Point-based annotation data:
━━━

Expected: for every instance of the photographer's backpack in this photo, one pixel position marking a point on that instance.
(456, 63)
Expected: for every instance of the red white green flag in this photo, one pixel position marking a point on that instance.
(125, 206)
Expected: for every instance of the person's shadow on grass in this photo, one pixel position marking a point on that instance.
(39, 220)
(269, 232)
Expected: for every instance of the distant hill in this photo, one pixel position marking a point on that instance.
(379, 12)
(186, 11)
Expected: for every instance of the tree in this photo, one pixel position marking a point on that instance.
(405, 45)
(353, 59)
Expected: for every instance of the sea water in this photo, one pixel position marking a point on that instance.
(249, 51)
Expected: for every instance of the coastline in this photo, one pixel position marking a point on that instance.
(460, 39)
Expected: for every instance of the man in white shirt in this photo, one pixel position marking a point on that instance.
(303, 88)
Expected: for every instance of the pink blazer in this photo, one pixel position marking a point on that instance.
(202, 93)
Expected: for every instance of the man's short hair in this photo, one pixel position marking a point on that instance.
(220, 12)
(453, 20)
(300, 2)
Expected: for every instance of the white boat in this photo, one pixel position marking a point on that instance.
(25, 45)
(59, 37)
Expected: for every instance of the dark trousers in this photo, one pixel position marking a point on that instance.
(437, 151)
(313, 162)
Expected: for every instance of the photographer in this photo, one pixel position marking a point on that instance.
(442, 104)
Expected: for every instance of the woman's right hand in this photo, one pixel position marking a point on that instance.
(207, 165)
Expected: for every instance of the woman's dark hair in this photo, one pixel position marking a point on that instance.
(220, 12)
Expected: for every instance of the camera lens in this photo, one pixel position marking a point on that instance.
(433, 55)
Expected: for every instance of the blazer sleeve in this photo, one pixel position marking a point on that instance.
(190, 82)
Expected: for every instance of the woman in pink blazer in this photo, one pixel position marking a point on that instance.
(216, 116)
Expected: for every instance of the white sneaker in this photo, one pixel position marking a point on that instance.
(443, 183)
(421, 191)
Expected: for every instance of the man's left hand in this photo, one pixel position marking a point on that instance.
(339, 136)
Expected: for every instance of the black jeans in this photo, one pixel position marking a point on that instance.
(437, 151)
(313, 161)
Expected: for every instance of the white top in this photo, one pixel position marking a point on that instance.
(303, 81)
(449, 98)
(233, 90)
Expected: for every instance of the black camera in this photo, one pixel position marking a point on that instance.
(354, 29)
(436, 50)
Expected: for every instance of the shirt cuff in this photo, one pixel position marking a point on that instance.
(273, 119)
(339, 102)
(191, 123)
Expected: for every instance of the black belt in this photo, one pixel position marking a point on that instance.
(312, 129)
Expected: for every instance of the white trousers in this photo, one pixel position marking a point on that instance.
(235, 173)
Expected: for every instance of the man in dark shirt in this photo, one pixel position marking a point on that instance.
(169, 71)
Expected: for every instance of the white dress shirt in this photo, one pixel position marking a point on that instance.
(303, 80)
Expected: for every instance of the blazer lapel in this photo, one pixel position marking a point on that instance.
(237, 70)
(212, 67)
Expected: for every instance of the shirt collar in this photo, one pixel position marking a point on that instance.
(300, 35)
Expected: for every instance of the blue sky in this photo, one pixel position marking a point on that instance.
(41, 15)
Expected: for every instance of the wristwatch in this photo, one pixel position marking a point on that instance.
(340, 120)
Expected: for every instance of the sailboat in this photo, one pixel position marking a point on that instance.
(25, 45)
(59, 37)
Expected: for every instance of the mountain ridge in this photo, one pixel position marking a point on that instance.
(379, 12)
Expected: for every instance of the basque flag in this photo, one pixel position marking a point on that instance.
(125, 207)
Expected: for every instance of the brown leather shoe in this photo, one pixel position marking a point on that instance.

━━━

Rewrite the material above, replacing every "pixel position" with "coordinate pair" and leaving everything else unchanged.

Correct result:
Expected: for every instance of the photographer's backpack in this photo, one coordinate pair marking a point on that instance.
(456, 63)
Expected: for every instance of the red white green flag in this photo, one coordinate pair marking a point on that instance.
(125, 206)
Expected: for every instance of the person's shadow on grass in this photo, one coordinate pair marking a point on that instance.
(39, 220)
(269, 232)
Expected: for every instance of the distant hill in this photo, one coordinate pair marking a point on that instance.
(379, 12)
(186, 11)
Expected: for every instance of the tree in this photo, one coordinate pair marking a point on that instance.
(405, 45)
(353, 59)
Expected: for every instance of the sea water in this photo, one coordinate pair marking a point on that instance.
(249, 51)
Expected: for every instance of the coastline in this photo, one coordinate pair marking a point on that instance.
(460, 39)
Expected: for every instance of the man in white shirt in this photo, one coordinate pair marking a point on that instance.
(303, 88)
Expected: for every instance of the pink blazer in this photo, one coordinate pair marking a point on that instance.
(202, 93)
Expected: for every instance of the man's short hair in this photo, one coordinate pair marking a point on that instance.
(220, 12)
(453, 20)
(300, 2)
Expected: for every instance of the white boat in this photo, one coordinate pair marking a point on that instance.
(25, 45)
(59, 37)
Expected: for every instance of the dark trousers in this photo, one coordinate pair marking a point on that instance.
(437, 151)
(313, 162)
Expected: for every instance of the photographer in this photo, one coordinate pair marking a point on that instance.
(442, 104)
Expected: for every instance of the woman's right hand in this photo, one coordinate pair marking a point on that instance.
(207, 165)
Expected: for every instance of the woman's dark hair in this photo, one coordinate pair marking a point on that instance.
(220, 12)
Expected: for every instance of the camera lens in this photo, one coordinate pair marking a point on that instance.
(433, 55)
Expected: for every instance of the blazer sleeve in this photo, one coordinate pair marking a point on that instance.
(190, 82)
Expected: for every instance of the woman in pink blazer in this photo, one coordinate pair marking a point on that instance.
(216, 116)
Expected: for every instance of the white sneaker in this photo, one coordinate pair marking a point on that instance.
(443, 183)
(421, 191)
Expected: for every instance of the man's left hand in this photo, one coordinate pair marking a point on that instance.
(339, 136)
Expected: for every instance of the black jeans in this photo, one coordinate pair marking a point on that instance.
(437, 151)
(313, 161)
Expected: for every instance of the white top in this photo, one coordinate pair marking a point on that instance.
(303, 81)
(449, 98)
(233, 90)
Expected: for every instance of the black camera in this photo, one coordinate pair marking a point on that instance.
(354, 29)
(436, 50)
Expected: for every instance of the shirt cuff in this photo, one coordinate pair marking a point on that instance.
(273, 119)
(339, 102)
(191, 123)
Expected: for every instance of the black belt in this photo, one coordinate pair marking a point on that instance.
(312, 129)
Expected: for every instance of the white trousers in this photo, one coordinate pair marking a point on that instance.
(235, 173)
Expected: for every instance of the man in dark shirt in this photo, one coordinate pair marking a point on that instance.
(169, 71)
Expected: for every instance of the white dress shirt in this photo, one coordinate pair marking a point on that instance.
(303, 80)
Expected: for every instance of the blazer lapel in this photo, one coordinate pair marking a point on that instance.
(237, 70)
(212, 67)
Expected: for every instance of the shirt collar in this photo, one coordinate pair marking a point on that instance.
(300, 35)
Expected: for every instance of the blue sky in this photo, one coordinate pair marking a point on that instance.
(41, 15)
Expected: for every instance of the wristwatch in this photo, one coordinate pair marking a point on that instance.
(340, 120)
Expected: for every instance of the sailboat in this photo, one coordinate pair marking a point on that instance.
(25, 45)
(59, 37)
Expected: for every instance of the mountain ridge in this photo, one coordinate pair marking a point on that instance.
(379, 12)
Expected: for every instance of the basque flag in this photo, one coordinate pair marking a point on that instance.
(125, 207)
Expected: for every instance of the brown leather shoe in this photo, one coordinate pair marking a point on that instance.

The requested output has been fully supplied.